- Input for this task
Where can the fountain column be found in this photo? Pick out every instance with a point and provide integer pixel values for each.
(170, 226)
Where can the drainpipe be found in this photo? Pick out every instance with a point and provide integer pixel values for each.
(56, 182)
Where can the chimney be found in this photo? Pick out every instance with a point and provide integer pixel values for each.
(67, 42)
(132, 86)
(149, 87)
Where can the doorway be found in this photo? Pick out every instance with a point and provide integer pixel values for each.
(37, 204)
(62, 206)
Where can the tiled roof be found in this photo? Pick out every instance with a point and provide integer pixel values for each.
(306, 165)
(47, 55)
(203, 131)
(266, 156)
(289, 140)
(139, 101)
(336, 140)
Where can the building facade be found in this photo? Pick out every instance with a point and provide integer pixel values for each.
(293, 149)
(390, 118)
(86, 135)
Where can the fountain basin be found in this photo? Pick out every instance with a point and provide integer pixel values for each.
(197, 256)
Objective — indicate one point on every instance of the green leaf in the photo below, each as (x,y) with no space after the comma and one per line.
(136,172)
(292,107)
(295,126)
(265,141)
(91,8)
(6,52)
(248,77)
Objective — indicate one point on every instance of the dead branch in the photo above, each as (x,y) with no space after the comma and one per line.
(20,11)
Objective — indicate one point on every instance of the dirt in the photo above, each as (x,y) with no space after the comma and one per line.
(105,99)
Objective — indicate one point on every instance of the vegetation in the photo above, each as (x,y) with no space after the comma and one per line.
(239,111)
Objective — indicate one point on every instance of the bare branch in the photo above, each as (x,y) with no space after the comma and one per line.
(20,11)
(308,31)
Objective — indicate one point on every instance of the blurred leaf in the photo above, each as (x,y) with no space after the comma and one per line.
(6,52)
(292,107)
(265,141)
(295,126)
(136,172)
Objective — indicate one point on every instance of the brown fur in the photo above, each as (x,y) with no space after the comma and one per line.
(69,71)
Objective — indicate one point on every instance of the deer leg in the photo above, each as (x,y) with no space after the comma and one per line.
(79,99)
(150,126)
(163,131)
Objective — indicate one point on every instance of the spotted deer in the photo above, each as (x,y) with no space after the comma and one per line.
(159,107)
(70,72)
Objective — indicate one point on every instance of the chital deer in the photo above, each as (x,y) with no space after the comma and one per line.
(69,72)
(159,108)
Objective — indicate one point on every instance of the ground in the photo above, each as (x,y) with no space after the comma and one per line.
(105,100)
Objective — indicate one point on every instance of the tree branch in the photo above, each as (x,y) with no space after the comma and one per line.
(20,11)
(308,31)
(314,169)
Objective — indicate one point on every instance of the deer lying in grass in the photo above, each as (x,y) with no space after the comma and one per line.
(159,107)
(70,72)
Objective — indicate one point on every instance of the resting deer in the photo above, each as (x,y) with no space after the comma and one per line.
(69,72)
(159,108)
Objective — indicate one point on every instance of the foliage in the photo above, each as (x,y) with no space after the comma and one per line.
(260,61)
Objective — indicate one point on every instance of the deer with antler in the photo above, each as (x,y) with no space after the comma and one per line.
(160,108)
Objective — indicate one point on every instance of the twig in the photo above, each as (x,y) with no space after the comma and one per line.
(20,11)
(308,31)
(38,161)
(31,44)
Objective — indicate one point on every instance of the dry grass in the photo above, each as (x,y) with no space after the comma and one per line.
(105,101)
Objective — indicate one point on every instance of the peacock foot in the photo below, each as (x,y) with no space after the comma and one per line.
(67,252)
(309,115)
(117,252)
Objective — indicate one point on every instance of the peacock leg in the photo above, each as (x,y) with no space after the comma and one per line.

- The exercise
Only the lines from the one containing "Objective — indicate one point on every instance of the twig" to the end of the listing belong in the output, each reproduced exactly.

- Answer to the exercise
Objective — indicate one point on every instance of the twig in the photo above, each as (x,y) with no space after the comma and one per line.
(20,11)
(308,31)
(38,161)
(31,44)
Objective — indicate one point on every instance of the dry grass in the photo above, each as (x,y) with no space after the comma and one per line.
(105,101)
Objective — indicate one point on every instance of the peacock foot in the photo below, each as (x,y) with no space after the comma and one per line.
(67,252)
(309,115)
(117,252)
Objective — indicate one point on every instance of the peacock leg in the photo above, each as (x,y) with no space after the comma and one per line.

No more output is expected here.